Records from a data source:
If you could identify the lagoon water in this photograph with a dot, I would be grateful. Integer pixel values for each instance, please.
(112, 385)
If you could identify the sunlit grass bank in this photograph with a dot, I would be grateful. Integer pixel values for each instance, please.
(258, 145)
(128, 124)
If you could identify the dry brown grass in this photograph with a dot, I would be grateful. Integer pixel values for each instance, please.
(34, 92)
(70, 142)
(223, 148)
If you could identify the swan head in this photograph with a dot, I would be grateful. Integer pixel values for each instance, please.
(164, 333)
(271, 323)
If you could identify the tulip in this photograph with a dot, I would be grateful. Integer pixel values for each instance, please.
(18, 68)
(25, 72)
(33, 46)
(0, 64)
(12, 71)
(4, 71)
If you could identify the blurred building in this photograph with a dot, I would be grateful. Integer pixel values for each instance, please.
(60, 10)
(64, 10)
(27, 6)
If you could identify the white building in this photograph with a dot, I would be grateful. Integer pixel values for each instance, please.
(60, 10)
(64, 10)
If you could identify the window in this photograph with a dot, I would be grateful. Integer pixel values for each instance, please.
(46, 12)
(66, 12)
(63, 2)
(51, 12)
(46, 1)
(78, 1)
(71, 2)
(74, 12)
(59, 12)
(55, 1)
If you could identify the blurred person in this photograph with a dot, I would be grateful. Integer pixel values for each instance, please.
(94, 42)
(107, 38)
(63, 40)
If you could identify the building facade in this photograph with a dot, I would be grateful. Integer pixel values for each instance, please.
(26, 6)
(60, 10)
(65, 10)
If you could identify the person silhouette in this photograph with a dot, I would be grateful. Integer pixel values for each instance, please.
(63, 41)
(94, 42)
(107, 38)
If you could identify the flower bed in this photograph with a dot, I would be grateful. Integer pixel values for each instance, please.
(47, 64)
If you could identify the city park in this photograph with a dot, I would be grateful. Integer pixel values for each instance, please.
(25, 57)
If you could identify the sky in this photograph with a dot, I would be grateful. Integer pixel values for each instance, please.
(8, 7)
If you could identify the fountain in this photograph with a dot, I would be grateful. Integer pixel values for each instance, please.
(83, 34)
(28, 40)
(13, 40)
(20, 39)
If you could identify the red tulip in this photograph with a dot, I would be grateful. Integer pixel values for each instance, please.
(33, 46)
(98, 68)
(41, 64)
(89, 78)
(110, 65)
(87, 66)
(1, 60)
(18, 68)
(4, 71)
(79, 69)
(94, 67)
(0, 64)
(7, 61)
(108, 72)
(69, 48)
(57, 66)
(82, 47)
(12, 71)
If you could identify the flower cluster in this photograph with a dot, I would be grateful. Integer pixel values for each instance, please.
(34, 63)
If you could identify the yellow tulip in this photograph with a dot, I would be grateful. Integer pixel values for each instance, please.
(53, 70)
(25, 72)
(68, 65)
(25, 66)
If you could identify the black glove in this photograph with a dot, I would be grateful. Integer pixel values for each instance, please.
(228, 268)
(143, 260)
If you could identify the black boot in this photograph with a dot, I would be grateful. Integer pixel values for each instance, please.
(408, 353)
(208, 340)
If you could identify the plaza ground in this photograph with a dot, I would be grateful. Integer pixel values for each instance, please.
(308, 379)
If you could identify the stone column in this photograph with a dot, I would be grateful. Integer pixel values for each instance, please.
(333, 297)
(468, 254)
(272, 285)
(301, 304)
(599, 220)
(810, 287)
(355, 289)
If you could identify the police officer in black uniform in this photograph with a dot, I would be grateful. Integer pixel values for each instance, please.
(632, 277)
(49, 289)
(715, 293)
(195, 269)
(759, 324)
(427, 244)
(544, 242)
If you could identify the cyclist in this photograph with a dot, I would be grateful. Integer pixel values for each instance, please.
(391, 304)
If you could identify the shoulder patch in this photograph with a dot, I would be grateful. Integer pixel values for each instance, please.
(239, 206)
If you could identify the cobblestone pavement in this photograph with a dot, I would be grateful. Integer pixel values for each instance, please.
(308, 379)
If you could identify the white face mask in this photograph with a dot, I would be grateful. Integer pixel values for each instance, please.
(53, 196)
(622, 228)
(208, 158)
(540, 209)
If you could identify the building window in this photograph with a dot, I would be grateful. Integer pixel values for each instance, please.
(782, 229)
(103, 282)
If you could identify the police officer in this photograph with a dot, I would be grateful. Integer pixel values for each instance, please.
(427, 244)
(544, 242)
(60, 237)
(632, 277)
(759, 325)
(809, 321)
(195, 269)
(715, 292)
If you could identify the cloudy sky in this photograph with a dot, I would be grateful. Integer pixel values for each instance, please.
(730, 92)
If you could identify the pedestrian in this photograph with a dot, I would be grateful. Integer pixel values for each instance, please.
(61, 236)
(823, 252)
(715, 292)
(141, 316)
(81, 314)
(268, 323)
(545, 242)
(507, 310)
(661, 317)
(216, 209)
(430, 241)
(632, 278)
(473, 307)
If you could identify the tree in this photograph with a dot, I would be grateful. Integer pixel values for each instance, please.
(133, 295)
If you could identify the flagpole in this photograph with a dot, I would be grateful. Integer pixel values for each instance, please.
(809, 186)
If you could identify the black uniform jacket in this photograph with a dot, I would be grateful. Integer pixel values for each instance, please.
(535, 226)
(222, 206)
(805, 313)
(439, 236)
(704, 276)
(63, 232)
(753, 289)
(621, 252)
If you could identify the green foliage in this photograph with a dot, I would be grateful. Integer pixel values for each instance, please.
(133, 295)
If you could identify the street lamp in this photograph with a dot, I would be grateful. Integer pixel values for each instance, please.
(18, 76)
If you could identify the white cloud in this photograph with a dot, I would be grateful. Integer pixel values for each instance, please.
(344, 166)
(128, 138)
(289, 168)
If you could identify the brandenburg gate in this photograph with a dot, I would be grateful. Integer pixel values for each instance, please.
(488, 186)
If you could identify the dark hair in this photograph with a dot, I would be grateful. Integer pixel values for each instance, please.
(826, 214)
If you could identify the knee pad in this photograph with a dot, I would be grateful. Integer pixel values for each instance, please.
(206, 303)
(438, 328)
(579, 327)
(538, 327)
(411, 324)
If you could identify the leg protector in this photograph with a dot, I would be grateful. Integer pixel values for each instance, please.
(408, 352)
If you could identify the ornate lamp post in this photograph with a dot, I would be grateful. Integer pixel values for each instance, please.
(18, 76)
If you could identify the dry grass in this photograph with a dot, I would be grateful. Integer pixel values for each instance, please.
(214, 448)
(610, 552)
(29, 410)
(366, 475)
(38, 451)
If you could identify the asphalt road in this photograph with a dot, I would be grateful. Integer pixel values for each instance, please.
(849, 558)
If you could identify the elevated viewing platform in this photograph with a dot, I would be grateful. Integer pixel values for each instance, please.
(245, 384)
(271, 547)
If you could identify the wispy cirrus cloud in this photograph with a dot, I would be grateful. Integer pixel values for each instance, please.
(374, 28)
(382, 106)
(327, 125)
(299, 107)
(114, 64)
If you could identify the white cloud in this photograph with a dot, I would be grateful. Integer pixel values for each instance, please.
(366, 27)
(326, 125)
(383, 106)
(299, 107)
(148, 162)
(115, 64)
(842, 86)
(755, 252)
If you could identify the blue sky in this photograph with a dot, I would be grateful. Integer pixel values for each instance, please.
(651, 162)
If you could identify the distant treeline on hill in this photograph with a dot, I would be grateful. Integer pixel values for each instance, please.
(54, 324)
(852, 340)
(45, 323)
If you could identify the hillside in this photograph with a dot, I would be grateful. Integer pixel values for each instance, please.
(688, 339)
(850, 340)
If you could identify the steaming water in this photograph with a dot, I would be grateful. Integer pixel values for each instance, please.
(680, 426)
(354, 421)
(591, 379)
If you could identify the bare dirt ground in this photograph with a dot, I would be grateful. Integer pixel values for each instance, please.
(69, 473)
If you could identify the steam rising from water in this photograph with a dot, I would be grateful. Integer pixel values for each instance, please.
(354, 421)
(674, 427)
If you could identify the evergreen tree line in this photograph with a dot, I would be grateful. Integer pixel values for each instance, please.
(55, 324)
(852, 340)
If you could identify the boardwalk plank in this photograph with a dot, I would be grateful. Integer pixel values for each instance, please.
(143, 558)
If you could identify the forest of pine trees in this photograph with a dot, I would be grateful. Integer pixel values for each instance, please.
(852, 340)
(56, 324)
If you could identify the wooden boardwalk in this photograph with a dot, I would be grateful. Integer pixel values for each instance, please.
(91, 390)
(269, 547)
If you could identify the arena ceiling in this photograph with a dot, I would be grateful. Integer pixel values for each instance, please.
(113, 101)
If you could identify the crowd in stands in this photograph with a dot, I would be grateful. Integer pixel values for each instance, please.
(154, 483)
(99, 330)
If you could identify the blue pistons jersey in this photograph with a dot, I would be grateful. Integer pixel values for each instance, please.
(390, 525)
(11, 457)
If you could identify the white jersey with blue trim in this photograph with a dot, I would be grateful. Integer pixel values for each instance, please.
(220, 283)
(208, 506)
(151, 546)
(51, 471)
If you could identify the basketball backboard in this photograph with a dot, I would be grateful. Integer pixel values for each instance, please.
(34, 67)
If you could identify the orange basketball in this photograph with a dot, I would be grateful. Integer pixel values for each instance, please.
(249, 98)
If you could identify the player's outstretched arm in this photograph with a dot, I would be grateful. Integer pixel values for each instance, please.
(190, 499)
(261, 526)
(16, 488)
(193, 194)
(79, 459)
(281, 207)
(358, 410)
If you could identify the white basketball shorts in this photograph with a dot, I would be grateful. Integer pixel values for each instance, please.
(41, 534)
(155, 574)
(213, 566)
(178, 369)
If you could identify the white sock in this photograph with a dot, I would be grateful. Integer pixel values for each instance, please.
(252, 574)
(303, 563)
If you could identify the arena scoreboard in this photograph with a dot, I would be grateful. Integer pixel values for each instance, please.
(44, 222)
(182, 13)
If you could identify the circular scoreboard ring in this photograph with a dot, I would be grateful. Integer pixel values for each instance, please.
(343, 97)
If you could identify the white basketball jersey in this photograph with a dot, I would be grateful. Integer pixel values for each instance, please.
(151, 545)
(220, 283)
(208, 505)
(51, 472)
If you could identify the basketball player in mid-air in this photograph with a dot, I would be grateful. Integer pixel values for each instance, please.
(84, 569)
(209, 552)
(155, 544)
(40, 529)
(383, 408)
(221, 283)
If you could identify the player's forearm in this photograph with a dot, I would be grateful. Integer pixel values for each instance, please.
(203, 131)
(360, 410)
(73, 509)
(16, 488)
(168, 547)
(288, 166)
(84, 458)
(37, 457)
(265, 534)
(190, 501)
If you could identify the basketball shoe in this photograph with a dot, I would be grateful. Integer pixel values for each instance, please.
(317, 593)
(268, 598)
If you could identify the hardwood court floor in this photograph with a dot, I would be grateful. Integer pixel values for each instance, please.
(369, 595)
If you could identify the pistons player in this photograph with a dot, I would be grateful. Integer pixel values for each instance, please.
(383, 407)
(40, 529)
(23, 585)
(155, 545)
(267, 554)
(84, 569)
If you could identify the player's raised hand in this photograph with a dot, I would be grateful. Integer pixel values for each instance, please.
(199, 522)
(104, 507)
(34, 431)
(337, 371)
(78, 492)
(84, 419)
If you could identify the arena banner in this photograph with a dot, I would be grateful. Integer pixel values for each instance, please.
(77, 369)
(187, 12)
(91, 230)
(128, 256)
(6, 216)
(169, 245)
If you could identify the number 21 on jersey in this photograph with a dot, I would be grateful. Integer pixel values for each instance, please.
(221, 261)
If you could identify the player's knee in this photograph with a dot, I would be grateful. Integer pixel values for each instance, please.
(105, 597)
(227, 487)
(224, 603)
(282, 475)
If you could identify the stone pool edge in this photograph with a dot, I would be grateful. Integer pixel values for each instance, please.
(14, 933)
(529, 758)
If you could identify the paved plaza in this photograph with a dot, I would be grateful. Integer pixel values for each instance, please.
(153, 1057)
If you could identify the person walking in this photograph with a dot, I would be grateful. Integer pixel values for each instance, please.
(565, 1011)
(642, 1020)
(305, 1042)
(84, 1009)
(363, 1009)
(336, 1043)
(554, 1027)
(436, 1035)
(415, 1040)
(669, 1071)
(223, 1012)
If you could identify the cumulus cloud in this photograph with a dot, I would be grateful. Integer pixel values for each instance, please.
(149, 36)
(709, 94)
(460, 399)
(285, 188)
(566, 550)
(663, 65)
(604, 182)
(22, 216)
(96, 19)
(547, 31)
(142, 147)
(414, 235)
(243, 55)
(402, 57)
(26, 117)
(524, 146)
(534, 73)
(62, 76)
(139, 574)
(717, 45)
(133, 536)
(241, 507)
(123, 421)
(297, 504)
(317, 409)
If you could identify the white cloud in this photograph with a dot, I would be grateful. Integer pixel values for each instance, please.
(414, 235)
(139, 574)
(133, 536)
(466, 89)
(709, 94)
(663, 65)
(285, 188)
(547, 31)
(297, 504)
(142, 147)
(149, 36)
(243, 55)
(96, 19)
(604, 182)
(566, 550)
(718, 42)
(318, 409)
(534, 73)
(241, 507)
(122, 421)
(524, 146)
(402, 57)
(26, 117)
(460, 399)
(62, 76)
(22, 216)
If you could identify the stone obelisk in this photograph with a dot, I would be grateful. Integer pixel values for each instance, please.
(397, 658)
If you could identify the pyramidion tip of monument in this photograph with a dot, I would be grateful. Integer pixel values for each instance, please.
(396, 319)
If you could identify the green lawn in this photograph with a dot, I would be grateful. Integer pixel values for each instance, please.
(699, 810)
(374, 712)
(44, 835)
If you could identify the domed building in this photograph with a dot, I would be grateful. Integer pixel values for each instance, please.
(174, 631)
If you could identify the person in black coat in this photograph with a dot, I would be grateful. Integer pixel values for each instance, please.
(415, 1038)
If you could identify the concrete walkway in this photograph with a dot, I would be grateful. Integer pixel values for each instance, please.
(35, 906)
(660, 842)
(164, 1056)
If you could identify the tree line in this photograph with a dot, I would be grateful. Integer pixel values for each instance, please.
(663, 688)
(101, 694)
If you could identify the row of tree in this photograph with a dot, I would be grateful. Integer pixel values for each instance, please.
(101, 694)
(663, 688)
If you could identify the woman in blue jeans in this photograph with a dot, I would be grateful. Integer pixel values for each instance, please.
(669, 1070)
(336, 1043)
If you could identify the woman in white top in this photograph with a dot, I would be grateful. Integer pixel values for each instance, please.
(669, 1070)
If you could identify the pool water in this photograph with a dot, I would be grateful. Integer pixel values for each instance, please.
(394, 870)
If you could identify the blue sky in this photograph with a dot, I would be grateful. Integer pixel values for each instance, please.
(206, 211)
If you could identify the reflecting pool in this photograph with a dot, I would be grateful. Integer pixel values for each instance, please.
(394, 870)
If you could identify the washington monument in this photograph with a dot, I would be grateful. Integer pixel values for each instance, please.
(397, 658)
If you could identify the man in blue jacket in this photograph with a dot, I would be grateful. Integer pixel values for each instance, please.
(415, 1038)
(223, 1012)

Aim of the exercise ▸ Copy exactly, word for word, the line with "If you could identify the tree line" through the final line of the listing.

Right answer ▸
If you could identify the tree line in this photograph with a dot, I would be grateful. Integer pixel values for each instance, please.
(663, 688)
(101, 694)
If you could identify the row of tree in this photograph with a dot, I would be grateful. Integer pixel values for each instance, please.
(101, 694)
(663, 688)
If you could identify the woman in blue jeans in this photograph with a dot, I would be grateful. Integer pixel values for each instance, please.
(669, 1070)
(336, 1043)
If you could identify the woman in white top in this photograph with a dot, I would be grateful. Integer pixel values for each instance, please.
(669, 1070)
If you could identify the pool water in this photograph with a dot, I would be grateful. Integer pixel values for each instance, please.
(394, 870)
If you could identify the blue sky in this photograph with a dot, I would be grateful. Integer pixel values for each instance, please.
(206, 211)
If you could identify the reflecting pool in this photograph with a dot, I would be grateful. Integer pixel values for each instance, please.
(394, 870)
If you could identify the washington monument in this photograph with a dot, I would be grateful. Integer pixel values for each instance, please.
(397, 658)
If you could identify the man in blue jacket in this photograph with a dot, I would be grateful. Integer pixel values for each instance, please.
(415, 1038)
(223, 1012)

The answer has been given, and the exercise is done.